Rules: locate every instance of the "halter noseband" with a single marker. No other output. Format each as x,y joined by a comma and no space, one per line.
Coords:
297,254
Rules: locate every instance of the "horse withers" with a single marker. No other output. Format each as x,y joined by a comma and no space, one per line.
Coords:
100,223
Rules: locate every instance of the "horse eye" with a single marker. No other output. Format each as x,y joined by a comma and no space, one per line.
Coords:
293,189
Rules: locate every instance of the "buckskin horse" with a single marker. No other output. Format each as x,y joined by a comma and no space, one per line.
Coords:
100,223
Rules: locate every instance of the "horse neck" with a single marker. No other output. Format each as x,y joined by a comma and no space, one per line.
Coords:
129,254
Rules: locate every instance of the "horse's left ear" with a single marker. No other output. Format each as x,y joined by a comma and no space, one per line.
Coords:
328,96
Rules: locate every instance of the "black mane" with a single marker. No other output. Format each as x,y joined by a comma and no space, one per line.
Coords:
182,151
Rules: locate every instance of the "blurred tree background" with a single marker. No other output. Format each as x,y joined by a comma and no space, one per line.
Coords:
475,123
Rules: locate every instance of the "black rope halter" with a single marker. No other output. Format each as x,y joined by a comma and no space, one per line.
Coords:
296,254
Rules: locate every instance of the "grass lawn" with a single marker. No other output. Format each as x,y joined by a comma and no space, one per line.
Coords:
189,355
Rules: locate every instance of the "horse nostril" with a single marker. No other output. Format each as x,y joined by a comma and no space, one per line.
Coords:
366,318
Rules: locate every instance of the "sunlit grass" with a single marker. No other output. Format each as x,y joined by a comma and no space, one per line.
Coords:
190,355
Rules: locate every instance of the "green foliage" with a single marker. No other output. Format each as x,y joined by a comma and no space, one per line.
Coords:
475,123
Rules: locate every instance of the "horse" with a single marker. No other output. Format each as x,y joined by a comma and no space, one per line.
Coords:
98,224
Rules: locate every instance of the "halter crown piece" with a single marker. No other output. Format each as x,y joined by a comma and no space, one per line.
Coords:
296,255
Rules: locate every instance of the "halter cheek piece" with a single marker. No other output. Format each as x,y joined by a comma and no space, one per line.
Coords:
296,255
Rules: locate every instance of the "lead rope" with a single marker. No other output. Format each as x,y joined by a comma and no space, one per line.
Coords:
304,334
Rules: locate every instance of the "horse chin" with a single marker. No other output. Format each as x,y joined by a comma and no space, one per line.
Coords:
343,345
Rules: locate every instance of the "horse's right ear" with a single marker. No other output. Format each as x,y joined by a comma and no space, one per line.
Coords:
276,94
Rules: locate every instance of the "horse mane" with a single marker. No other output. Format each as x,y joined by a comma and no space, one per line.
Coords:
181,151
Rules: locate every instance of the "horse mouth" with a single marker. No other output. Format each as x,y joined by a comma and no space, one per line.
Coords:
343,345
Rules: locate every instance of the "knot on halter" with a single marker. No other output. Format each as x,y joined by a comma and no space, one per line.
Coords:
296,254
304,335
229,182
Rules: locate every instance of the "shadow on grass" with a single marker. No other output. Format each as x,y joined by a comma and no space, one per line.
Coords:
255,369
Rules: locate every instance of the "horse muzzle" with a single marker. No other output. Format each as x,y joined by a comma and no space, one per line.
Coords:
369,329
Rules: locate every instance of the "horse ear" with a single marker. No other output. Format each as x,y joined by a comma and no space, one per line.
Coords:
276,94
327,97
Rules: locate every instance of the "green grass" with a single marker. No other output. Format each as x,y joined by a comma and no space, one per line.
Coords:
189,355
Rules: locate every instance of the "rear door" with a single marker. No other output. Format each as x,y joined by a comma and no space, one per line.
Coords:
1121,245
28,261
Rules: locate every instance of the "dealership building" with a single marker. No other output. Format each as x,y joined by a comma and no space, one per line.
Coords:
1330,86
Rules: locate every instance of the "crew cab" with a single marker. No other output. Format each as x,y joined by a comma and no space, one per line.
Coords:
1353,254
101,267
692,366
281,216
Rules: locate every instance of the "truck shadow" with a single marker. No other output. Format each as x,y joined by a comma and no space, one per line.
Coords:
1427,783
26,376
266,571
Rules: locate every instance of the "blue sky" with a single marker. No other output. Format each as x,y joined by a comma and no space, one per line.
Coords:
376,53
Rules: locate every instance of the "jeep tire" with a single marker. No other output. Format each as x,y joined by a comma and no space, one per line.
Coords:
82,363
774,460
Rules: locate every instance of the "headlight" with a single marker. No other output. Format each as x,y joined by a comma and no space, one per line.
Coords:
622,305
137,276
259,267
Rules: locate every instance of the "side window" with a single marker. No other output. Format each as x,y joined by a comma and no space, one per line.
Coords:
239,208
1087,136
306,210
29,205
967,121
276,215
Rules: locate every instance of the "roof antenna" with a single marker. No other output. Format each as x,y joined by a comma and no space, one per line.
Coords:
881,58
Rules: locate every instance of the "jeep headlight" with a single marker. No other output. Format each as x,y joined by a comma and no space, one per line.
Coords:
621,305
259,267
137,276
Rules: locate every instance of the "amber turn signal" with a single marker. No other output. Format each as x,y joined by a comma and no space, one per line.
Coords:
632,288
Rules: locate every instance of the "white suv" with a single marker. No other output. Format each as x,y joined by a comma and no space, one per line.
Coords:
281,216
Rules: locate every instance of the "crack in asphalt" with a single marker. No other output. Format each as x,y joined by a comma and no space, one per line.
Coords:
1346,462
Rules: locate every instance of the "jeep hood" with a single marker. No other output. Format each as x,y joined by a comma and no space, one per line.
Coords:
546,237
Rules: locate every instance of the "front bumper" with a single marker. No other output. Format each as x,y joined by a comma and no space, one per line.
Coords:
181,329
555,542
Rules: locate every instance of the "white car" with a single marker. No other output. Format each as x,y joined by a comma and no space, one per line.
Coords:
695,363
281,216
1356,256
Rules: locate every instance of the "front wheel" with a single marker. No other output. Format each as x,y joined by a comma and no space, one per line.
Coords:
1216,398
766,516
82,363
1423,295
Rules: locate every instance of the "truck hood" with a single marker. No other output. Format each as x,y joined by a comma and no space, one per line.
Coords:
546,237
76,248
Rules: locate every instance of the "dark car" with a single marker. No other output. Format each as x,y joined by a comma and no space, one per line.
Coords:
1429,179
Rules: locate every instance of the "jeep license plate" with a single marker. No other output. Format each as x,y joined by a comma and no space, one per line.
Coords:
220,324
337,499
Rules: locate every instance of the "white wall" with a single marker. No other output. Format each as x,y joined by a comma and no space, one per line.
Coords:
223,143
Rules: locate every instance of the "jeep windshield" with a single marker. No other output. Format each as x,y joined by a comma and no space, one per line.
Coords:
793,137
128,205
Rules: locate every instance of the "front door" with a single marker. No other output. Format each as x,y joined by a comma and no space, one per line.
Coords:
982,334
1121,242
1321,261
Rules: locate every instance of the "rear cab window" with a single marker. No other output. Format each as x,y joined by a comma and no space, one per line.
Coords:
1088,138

=====

• [Stated goal] Print the records above exactly as they appear.

• [Answer to this exercise]
Rules: locate every instance of the "halter noseband" with a single marker. No other output. Format each as x,y joined by a comma and no space, one per line.
Coords:
297,254
Rules: locate every instance of the "horse withers" with a single marker. No other output. Format each as x,y joined by a comma and no space, one per line.
Coords:
100,223
Rules: locate every instance of the "horse eye" with a single marker. No other output. Format each as x,y joined by a comma and no space, one per line.
Coords:
293,189
Rules: locate every instance of the "buckskin horse" with a single marker. No other output. Format each as x,y joined by a comma and no space, one per line.
Coords:
100,223
Rules: locate every instance of the "horse neck" with a single marker. No other output. Format each as x,y joined by a comma and no space, one per line.
Coords:
129,254
Rules: locate every instance of the "horse's left ear" with a single marker. No other output. Format each as x,y joined by a comma and no space, one per line.
Coords:
328,96
Rules: locate every instance of the "black mane" with a single marker. No other output. Format each as x,y joined by a comma and no space, one per line.
Coords:
182,151
Rules: locate every instance of the "blurred tree background" with a single marker. No other output. Format each as x,y joined by a comma and no space, one per line.
Coords:
475,123
Rules: locate every instance of the "black rope halter" with a single marker. No other output. Format each as x,y joined by a comma and no space, one per line.
Coords:
296,254
Rules: locate every instance of the "grass lawn" with a single marker. No other output. Format each as x,y joined by a comma and no space, one per line.
Coords:
189,355
Rules: locate every instance of the "horse nostril" with a single marker. No other output. Format each as x,y joined by a comma and no space, one per line.
Coords:
366,318
Rules: locate every instance of the "sunlit grass" with a single marker. No other output. Format each as x,y joined by a comma and no space, one per line.
Coords:
190,355
Rules: locate every instance of the "green foliage" with a single marker. No other output. Format each as x,y joined by a comma and no space, one per line.
Coords:
475,123
Rules: locate every instance of the "horse" with a single marker. No other output. Format each as x,y joined by a comma and no space, one per line.
Coords:
98,224
Rules: locate every instance of the "halter crown piece" with a single marker. No other output. Format each as x,y joined by a comma and no space, one per line.
Coords:
296,255
Rules: locate every instance of the "halter cheek piece" with a single marker. No other output. Format each as x,y joined by a comma and no space, one per line.
Coords:
296,255
Rules: locate every instance of the "lead rope" with a single marker. No other output. Format each as x,y joined by a comma and no space, one per line.
Coords:
304,334
Rules: locate every instance of the "horse chin" with a single marker. No other output. Format each as x,y joined by a comma and no space, one per line.
Coords:
343,345
Rules: locate every instance of the "horse's right ear" with a single marker. No other output. Format each as x,y joined by a comma and no space, one per line.
Coords:
276,94
Rules: locate every instance of the "horse mane" with a single marker. No other output. Format each as x,y joined by a comma and no space, one per line.
Coords:
181,151
Rules: locate every instance of the "horse mouth" with a single marker. No other output. Format each as x,y joined by a comma and no space, one per line.
Coords:
343,345
Rules: locate every instance of the "knot on halter" with a single marker. No other output. Format each as x,y joined by a comma and no space, one per line.
Coords:
296,254
304,335
229,182
Rules: locate every instance of the "shadow on grass" with a single marker. No other output. Format each as x,y joined by a comma and no space, one per line.
Coords:
255,369
Rules: locate every instance of the "horse muzzle" with a single marker. No other output. Format each as x,y joined by a comma and no space, one per line.
Coords:
369,329
Rules: locate every instance of the "horse ear" with a single marker. No other output. Format each as x,y joined by a comma and no space, one per line.
Coords:
276,94
327,97
Rules: locate every instance of the "green grass" with a single marker. No other output. Format each as x,y joined by a comma and no space, one per line.
Coords:
189,355
Rules: locate every instance of the "rear door" with a single marker. No other output. Format each as x,y joined by a comma and no space, one per line.
Coords:
1121,245
28,261
Rules: locate every instance of the "dealership building" with a single marker. No other output. Format each as x,y joined by a comma and no space, one per line.
Coords:
1330,86
Rules: locate every instance of the "crew cab" with a single marker. No other output. Format each as x,y joined by a comma and no space, one per line.
Coords:
1353,254
101,267
692,366
281,216
Rules: locate every instance of the "truck shadow" with a single marker. No other output. Format each as x,y joined by a comma and no space, one per line.
Coords:
1427,783
26,376
266,571
Rules: locate every instance of the "blue sky" with a single marker. No other output. Format each as x,y joined by a comma and no space, one per line.
Coords:
376,53
Rules: locate every instance of the "jeep tire" with a single marker. No other output. Format each as x,y joined by a comma and no space, one per line.
Coords:
82,363
774,460
Rules: locate every instance of the "headlight" with a single marker. No other output. Format each as x,y joined by a comma and no space, one per line.
Coords:
622,305
137,276
259,267
Rules: locate every instance of the "side window" with a single marker. No other output. Format each as x,y joined by a comma and no space, one per line.
Coords:
239,208
1087,136
306,210
29,205
967,121
276,215
Rules: locate every instance of the "roof antenna" with a single marker. No other output. Format each as x,y joined by a comma and no space, one per line.
Coords:
881,58
Rules: locate every instance of the "jeep headlight" with a single marker. No other output. Format each as x,y joined by a comma and no space, one per line.
Coords:
621,305
259,267
137,276
Rules: locate every instance of the "amber turn signal" with a single marker. No other output. Format each as x,y joined by a comma and no space, one per line.
Coords:
632,288
Rules: locate every instance of the "white suv" with a single marker. No other output. Format each as x,y joined by a comma and no space, one per line.
Coords:
281,216
Rules: locate every instance of the "crack in asphalt" with a single marker. No other output. Format each as x,y joined by a comma and no space, one per line.
Coords:
1346,462
Rules: locate every instance of the "jeep hood" with a single marker. No other output. Format each as x,y joined by a comma and no space, one per line.
Coords:
546,237
Rules: locate every instance of the "front bumper" with a single marker. No other output. Format each as x,y joined by a comma and no space, one per line.
Coords:
181,329
555,542
Rules: locate every instance of the "white car" with a single marker. No other output. Format each as x,y joined by a comma and no space, one per line.
Coords:
695,363
281,216
1356,256
Rules: locate every instance of the "front wheel" with a single marker. No other output. Format each as x,y joined by a comma and no space, one per line.
Coords:
1216,398
766,516
82,363
1423,295
Rules: locate every instance of the "truck hood" with a single marker. No other output. Format each as x,y joined by a comma and no space, one per line.
Coords:
546,237
76,248
Rules: locate every instance of the "dark car" with a single marker. No other output. Format each as x,y joined by a comma and no space, one per line.
Coords:
1429,179
Rules: locate every instance of the "jeep license plate" with a single marker. No other output. Format each as x,y joined by a comma and no space, one per line.
Coords:
220,324
337,499
Rules: locate every instance of the "white wall" with a single marker. No other output. Format each as x,y joined by a comma and no space, one per line.
Coords:
223,143
Rules: locate every instance of the "jeep windshield" with a single marker. No other output. Format each as x,y joined by a comma and no space, one per line.
Coords:
793,137
128,205
Rules: locate every instance of the "front door" with a single marker. No other output. Format each as x,y joined by a comma and no space, one per line.
Coords:
982,334
1121,242
1321,261
Rules: locate every instance of the "rear cab window" with a single marker. No other output. Format each as x,y joined by a comma and no space, one per line.
Coords:
1088,138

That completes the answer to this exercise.